REQUIRED TASK: Tally the lines of the listing below that contain the string "white", treating uppercase and lowercase as different. Give only the number.

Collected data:
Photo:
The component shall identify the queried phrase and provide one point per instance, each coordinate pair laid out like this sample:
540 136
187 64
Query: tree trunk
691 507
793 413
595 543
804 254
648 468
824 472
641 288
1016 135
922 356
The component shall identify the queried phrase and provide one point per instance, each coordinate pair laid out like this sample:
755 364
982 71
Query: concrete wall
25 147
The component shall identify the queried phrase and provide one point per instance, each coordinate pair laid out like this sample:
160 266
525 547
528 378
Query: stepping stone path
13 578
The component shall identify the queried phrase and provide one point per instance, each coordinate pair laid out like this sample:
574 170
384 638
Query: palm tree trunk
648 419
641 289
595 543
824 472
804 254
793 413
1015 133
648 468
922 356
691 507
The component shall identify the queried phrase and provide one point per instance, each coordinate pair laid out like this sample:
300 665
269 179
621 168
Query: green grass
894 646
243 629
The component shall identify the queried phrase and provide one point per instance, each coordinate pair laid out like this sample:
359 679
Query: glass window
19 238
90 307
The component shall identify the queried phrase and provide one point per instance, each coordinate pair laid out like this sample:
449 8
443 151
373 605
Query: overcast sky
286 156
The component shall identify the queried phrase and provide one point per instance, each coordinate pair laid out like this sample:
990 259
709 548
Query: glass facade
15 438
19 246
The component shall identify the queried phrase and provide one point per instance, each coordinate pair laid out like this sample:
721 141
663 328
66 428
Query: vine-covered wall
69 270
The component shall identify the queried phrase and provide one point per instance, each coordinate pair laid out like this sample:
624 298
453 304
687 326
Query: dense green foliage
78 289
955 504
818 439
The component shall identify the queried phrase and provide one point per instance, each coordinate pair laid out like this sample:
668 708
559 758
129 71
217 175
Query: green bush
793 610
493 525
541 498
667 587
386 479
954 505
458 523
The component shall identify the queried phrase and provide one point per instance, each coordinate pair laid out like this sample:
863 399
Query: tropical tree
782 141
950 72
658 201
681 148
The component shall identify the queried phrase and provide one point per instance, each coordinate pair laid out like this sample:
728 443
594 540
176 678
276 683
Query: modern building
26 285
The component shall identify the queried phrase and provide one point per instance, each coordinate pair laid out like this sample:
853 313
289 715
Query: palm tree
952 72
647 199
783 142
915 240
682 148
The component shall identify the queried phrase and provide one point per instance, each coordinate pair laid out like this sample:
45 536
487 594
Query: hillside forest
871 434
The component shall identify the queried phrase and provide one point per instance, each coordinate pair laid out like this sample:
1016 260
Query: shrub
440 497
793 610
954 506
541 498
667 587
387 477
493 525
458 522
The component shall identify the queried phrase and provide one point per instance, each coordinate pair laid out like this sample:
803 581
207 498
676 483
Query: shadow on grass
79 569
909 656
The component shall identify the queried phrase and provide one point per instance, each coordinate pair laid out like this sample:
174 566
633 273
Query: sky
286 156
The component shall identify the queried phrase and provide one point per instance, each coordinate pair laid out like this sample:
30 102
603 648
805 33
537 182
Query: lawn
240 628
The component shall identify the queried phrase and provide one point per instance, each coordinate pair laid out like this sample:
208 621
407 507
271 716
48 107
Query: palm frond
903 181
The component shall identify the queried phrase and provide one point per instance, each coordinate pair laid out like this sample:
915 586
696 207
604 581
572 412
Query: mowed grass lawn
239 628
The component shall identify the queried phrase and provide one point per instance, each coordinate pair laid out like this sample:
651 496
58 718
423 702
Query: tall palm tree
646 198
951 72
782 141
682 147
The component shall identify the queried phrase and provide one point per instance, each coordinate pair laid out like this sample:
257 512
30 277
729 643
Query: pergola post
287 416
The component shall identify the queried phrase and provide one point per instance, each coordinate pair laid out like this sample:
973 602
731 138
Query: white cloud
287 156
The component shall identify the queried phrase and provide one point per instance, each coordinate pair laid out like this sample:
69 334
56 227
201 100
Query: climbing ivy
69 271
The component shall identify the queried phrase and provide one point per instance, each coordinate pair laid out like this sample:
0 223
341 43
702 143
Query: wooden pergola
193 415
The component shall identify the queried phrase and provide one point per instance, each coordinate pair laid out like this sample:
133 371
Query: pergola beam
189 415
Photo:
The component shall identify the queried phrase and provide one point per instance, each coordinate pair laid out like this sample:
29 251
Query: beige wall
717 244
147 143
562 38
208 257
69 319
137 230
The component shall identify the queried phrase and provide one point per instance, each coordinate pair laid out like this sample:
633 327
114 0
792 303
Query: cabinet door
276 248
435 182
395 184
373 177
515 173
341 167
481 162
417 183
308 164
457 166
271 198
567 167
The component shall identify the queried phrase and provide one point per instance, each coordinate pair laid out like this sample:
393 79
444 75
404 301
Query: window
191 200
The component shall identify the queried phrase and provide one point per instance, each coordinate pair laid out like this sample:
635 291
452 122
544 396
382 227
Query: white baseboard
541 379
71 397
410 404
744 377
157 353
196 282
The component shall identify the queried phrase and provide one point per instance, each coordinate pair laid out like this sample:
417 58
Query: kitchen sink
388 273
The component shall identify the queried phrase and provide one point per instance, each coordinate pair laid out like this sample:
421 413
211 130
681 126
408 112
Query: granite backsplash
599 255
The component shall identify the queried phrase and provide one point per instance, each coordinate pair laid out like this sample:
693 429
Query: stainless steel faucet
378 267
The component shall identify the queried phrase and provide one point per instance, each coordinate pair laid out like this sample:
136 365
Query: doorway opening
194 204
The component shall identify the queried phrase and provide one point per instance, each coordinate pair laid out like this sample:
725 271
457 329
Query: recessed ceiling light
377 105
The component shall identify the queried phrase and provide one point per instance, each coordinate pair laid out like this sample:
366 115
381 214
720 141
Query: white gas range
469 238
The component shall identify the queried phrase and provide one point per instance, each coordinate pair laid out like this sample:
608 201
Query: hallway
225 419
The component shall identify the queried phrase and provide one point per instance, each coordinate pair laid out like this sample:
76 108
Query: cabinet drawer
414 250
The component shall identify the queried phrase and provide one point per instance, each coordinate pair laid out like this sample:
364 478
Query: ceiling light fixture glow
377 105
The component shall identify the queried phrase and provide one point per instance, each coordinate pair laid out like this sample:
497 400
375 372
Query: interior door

RESPONSE FOR THIS EXERCISE: 3